- [WHAT YOU HAVE TO DO]
Your job is to copy the lines from the material that include "collared".

====== ENTRIES SUPPLIED

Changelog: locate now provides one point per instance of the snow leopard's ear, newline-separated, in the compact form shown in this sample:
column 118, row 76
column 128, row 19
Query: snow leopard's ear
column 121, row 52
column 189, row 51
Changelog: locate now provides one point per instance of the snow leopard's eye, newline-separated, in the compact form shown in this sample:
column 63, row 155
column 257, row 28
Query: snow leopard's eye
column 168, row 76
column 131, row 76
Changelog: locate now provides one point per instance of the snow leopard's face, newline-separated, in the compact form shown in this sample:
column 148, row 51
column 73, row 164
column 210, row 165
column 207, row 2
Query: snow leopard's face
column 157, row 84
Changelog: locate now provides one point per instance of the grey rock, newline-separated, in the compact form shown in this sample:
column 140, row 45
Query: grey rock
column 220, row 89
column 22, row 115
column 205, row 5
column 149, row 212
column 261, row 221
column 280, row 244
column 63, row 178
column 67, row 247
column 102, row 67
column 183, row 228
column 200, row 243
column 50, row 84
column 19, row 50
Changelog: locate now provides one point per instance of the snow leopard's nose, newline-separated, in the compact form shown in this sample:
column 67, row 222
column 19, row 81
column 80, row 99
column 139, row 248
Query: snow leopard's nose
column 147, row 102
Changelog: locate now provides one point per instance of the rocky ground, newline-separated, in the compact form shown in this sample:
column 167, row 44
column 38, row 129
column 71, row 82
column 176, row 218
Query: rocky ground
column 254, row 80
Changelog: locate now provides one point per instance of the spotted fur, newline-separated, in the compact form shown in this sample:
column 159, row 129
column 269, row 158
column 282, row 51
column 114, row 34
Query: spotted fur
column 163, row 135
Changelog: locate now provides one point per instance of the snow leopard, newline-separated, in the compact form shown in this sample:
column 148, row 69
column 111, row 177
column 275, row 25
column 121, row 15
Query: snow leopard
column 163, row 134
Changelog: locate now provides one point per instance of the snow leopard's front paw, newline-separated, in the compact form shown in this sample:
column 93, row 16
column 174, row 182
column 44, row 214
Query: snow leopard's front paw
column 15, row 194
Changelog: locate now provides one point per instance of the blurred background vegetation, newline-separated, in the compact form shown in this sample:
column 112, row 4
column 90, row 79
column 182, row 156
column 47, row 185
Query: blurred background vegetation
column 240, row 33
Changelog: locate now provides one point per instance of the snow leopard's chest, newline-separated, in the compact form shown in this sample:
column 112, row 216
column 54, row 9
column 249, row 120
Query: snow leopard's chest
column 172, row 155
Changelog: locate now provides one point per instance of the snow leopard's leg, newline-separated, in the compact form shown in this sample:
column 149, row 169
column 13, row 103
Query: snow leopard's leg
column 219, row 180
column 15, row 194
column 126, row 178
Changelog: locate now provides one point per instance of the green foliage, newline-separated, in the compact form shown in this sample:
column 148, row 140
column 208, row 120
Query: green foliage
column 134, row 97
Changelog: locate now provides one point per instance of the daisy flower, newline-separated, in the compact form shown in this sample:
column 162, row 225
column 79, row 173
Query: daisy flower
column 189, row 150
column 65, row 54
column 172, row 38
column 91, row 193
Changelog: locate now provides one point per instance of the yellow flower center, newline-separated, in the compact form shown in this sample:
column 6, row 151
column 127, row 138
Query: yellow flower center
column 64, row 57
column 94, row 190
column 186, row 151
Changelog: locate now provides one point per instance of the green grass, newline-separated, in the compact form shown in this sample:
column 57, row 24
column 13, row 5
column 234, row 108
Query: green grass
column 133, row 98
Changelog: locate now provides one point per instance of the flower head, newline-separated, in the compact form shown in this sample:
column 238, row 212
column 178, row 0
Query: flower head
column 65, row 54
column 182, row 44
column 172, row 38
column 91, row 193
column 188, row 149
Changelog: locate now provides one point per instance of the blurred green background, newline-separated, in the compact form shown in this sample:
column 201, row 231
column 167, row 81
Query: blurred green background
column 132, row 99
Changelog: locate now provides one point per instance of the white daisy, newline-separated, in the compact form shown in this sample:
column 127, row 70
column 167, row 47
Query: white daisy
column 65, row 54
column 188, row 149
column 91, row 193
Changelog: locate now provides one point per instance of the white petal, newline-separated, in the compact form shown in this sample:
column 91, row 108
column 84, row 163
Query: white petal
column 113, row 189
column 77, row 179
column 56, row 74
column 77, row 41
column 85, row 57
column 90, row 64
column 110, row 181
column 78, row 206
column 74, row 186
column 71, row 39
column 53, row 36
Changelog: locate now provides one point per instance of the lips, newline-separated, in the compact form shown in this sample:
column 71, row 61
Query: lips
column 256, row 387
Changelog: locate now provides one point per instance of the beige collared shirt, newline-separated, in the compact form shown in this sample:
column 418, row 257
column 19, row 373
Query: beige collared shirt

============

- [RESPONSE AREA]
Changelog: locate now provides one point per instance of the beige collared shirt, newline-separated, in the compact form shown in this sample:
Query: beige collared shirt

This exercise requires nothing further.